What to produce - What do the lines say from the one containing "the white sky?" to the end of the records? Restate them word for word, and only those.

(begin)

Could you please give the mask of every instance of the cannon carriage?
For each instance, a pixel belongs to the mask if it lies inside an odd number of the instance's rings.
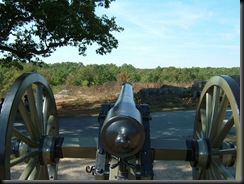
[[[204,86],[191,139],[150,138],[150,120],[149,105],[135,104],[132,84],[124,83],[115,104],[101,105],[97,137],[62,137],[48,82],[25,73],[0,113],[0,179],[25,163],[19,179],[55,180],[60,159],[92,158],[86,169],[95,180],[152,180],[155,160],[189,162],[194,180],[241,180],[240,88],[231,77],[214,76]]]

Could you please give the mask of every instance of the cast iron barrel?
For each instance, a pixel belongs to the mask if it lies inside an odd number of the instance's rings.
[[[131,83],[122,85],[118,100],[104,120],[100,136],[105,151],[119,158],[130,157],[141,150],[145,131]]]

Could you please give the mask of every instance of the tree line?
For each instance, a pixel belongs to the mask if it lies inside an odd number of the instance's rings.
[[[90,64],[76,62],[21,63],[0,62],[0,95],[3,96],[14,80],[24,72],[39,72],[52,87],[81,86],[91,87],[107,82],[141,83],[191,83],[194,80],[207,80],[215,75],[240,75],[240,67],[213,68],[157,67],[139,69],[131,64]]]

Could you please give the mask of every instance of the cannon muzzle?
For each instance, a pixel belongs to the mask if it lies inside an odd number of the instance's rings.
[[[119,98],[109,110],[100,135],[104,149],[119,158],[130,157],[141,150],[145,131],[131,83],[122,85]]]

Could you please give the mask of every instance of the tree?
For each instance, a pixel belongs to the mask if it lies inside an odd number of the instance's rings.
[[[121,32],[115,17],[97,16],[98,7],[114,0],[2,0],[0,1],[0,51],[4,58],[37,61],[57,47],[78,47],[85,56],[88,45],[97,54],[118,47],[111,32]],[[33,60],[34,59],[34,60]]]

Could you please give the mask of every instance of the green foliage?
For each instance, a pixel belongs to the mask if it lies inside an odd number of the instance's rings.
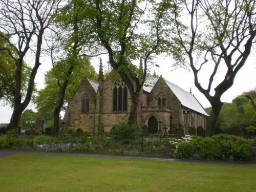
[[[36,144],[57,144],[61,142],[61,138],[55,137],[49,137],[46,135],[41,135],[34,137],[33,142]]]
[[[227,134],[204,138],[193,137],[189,142],[178,144],[175,157],[182,159],[239,160],[249,158],[252,150],[244,139]]]
[[[10,51],[12,55],[15,56],[15,53],[14,49],[7,43],[2,35],[4,36],[4,34],[0,32],[0,100],[3,101],[4,104],[13,105],[12,93],[15,88],[16,65],[7,50]],[[6,36],[5,37],[7,38]],[[26,91],[26,84],[31,70],[25,63],[23,63],[22,71],[22,95],[24,95]],[[34,97],[34,95],[32,95],[32,96]]]
[[[181,159],[190,159],[194,156],[195,148],[193,145],[188,142],[180,143],[174,153],[174,157]]]
[[[116,141],[123,143],[131,143],[140,133],[137,124],[130,125],[122,123],[115,125],[111,129],[111,134]]]
[[[32,110],[26,110],[23,112],[19,120],[19,125],[23,130],[35,128],[36,113]]]
[[[102,125],[99,126],[98,128],[98,134],[100,135],[103,134],[104,131],[105,131],[104,130],[104,127]]]
[[[256,102],[256,96],[252,90],[243,93],[233,99],[232,103],[224,103],[216,127],[230,133],[231,129],[238,126],[240,130],[249,126],[256,126],[256,113],[250,101],[245,97],[248,94]]]
[[[69,83],[66,90],[64,102],[61,110],[65,111],[69,102],[80,86],[86,77],[96,80],[97,75],[86,57],[77,60],[73,73],[69,77]],[[59,62],[45,75],[46,87],[38,91],[37,97],[33,102],[36,105],[38,113],[45,117],[46,121],[53,119],[53,111],[59,97],[59,87],[58,81],[61,83],[67,78],[66,71],[68,66]],[[50,124],[50,122],[48,123]]]

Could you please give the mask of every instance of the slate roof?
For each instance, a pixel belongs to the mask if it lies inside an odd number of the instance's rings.
[[[94,91],[95,91],[95,92],[97,93],[97,91],[98,91],[98,88],[99,87],[99,83],[98,82],[96,82],[93,81],[92,80],[89,79],[88,78],[87,79],[88,79],[88,81],[91,83],[91,85],[93,87]]]
[[[152,89],[153,89],[158,80],[158,77],[154,77],[152,75],[147,77],[143,84],[143,90],[146,91],[148,93],[151,92],[151,91],[152,91]]]
[[[207,116],[209,116],[208,113],[194,95],[187,92],[186,91],[169,81],[166,80],[165,82],[183,106],[199,112]]]
[[[143,86],[143,90],[150,93],[158,80],[158,77],[152,76],[148,77]],[[180,101],[182,106],[207,116],[209,116],[208,113],[195,96],[169,81],[165,80],[165,82],[178,99]]]

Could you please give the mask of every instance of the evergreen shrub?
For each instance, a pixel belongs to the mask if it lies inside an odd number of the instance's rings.
[[[136,139],[139,133],[140,130],[137,124],[130,125],[124,123],[115,125],[110,132],[116,141],[124,144],[131,143]]]
[[[243,160],[251,157],[252,150],[241,137],[219,134],[211,137],[194,136],[188,141],[177,145],[175,157],[181,159]]]

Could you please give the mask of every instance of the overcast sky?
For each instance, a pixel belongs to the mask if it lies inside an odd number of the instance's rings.
[[[223,94],[221,98],[223,102],[231,102],[236,96],[241,94],[243,92],[248,91],[256,88],[256,57],[252,49],[252,54],[250,55],[245,65],[238,73],[235,79],[233,86]],[[51,68],[50,63],[46,59],[42,58],[41,60],[42,65],[38,71],[36,77],[36,82],[38,90],[44,87],[44,74]],[[92,65],[95,68],[97,72],[98,72],[98,58],[92,60]],[[106,63],[107,59],[103,59],[103,62]],[[178,85],[187,92],[189,92],[191,88],[192,93],[195,95],[201,104],[205,108],[210,106],[210,105],[201,93],[194,84],[194,76],[192,72],[187,70],[178,69],[173,71],[171,64],[172,59],[169,58],[159,57],[155,59],[156,64],[160,66],[160,68],[152,67],[152,74],[155,70],[157,75],[162,75],[165,79]],[[139,63],[137,63],[138,66]],[[203,84],[207,82],[207,69],[205,74],[201,75],[201,83]],[[217,78],[221,79],[223,75],[221,71],[218,74]],[[33,106],[30,105],[27,109],[33,109]],[[12,114],[12,111],[10,106],[0,106],[0,123],[9,123]],[[62,113],[63,115],[63,113]]]

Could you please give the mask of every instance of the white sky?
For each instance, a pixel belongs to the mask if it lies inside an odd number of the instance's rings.
[[[252,49],[252,51],[254,51]],[[248,91],[256,88],[256,57],[254,53],[250,55],[245,66],[240,70],[235,78],[234,84],[226,92],[221,98],[223,102],[231,102],[236,96],[241,94],[243,92]],[[95,68],[96,72],[98,72],[98,58],[92,60],[92,63]],[[103,58],[103,62],[106,63],[107,59]],[[192,93],[195,95],[201,104],[205,108],[210,106],[210,105],[204,96],[201,93],[194,83],[194,75],[192,72],[189,72],[184,69],[172,70],[172,60],[166,58],[158,57],[155,61],[159,65],[160,68],[153,67],[151,70],[151,73],[156,71],[157,75],[162,75],[165,79],[178,85],[187,92],[189,92],[190,88],[192,89]],[[51,65],[46,59],[41,59],[42,65],[40,66],[36,77],[37,88],[38,90],[44,87],[44,74],[49,70]],[[137,63],[137,65],[139,63]],[[221,74],[218,74],[220,77]],[[201,79],[207,79],[207,76],[203,76]],[[201,82],[203,83],[203,82]],[[33,109],[30,105],[27,109]],[[12,109],[8,106],[0,106],[0,123],[9,123],[12,113]]]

(end)

Task solution -
Could you please give the mask of every instance of the white sky?
For each instance, a pixel belongs to the mask if it lies inside an odd number of the instance's rings.
[[[252,49],[252,51],[254,51]],[[248,91],[256,88],[256,57],[254,53],[250,55],[245,66],[240,70],[235,78],[234,84],[226,92],[221,98],[223,102],[231,102],[236,96],[241,94],[243,92]],[[95,68],[96,72],[98,72],[98,58],[92,60],[92,63]],[[103,58],[103,62],[106,63],[107,59]],[[192,93],[195,95],[201,104],[205,108],[210,106],[210,105],[204,96],[201,93],[194,83],[194,75],[192,72],[189,72],[184,69],[172,70],[172,60],[166,58],[158,57],[155,61],[159,65],[160,68],[153,67],[151,70],[151,73],[156,71],[157,75],[162,75],[165,79],[178,85],[187,92],[189,92],[190,88],[192,89]],[[51,65],[46,59],[41,59],[42,65],[40,66],[36,77],[37,88],[38,90],[44,87],[44,74],[49,70]],[[137,63],[137,65],[139,63]],[[221,74],[218,74],[220,77]],[[201,79],[207,79],[207,76],[203,76]],[[201,82],[203,83],[203,82]],[[33,109],[30,105],[27,109]],[[12,109],[8,106],[0,106],[0,123],[9,123],[12,113]]]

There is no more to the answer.